Please print out every entry below, verbatim.

Start of Data under study

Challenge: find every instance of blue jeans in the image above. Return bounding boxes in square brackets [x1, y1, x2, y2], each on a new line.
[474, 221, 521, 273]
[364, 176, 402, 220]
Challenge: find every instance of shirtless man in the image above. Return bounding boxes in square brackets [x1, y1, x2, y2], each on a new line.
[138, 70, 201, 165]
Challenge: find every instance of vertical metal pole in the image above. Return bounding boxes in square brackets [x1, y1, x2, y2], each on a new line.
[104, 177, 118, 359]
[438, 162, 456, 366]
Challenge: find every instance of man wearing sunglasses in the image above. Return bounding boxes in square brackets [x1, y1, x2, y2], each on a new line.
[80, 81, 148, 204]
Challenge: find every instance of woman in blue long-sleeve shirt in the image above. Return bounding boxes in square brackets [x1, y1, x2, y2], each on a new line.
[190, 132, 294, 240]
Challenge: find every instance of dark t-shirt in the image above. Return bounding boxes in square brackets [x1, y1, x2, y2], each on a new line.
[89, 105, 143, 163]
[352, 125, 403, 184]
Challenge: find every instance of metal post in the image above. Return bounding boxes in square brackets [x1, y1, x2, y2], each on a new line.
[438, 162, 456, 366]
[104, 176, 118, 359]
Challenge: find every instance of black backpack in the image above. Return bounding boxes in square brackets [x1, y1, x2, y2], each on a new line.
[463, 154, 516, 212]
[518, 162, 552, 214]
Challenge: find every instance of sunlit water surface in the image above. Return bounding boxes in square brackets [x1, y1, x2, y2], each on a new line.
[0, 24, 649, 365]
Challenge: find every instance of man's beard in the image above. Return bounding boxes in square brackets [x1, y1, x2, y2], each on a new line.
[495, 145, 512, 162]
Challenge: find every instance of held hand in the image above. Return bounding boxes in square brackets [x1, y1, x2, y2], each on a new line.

End of Data under study

Solved exercise »
Challenge: find every instance of blue jeans in the image above. Return bounding boxes in square brackets [x1, y1, x2, y2], each on a new line.
[474, 221, 521, 273]
[364, 176, 402, 220]
Challenge: find every instance of shirtless man in the image above. Return bounding boxes in square brackets [x1, y1, x2, y2], each on a new line.
[138, 70, 201, 165]
Challenge: find every instance of vertical metal pole in the image above. Return bounding boxes in square brackets [x1, y1, x2, y2], each on a new line.
[104, 177, 118, 359]
[438, 162, 456, 366]
Challenge: find every instance of man wearing sunglasses in the image above. Return bounding boxes in square brackets [x1, y1, x2, y2], each on a new line.
[80, 81, 148, 204]
Challenge: find every instance of woman in blue long-sleeve shirt in the image above. Return bounding boxes in square brackets [x1, y1, x2, y2], each on a new line.
[190, 132, 294, 240]
Challenge: find every instance of dark t-shirt in the image above. Return bounding boxes in square brackets [x1, y1, x2, y2], each on a new line.
[89, 105, 143, 163]
[352, 125, 403, 184]
Challenge: find every instance of metal post in the image above. Return bounding boxes in square brackets [x1, y1, x2, y2], each on a new line.
[438, 162, 456, 366]
[104, 176, 118, 359]
Challenge: find every instance of black backpack in the image above. Return bounding boxes in square brackets [x1, y1, x2, y2], each on a new line.
[463, 154, 516, 212]
[518, 162, 552, 214]
Challenge: find every instance of sunlit water surface in the image above. Return bounding boxes in square brackets [x1, y1, x2, y2], each on a new line.
[0, 24, 649, 365]
Challenge: find every instance of man's beard in the image above. Return bounding boxes in square brackets [x1, y1, x2, y2], each on a new line.
[495, 145, 512, 162]
Challenge: find every instance of held hand in the image above. Return bounding boxes in square brackets [x1, y1, x2, y2], each on a new line.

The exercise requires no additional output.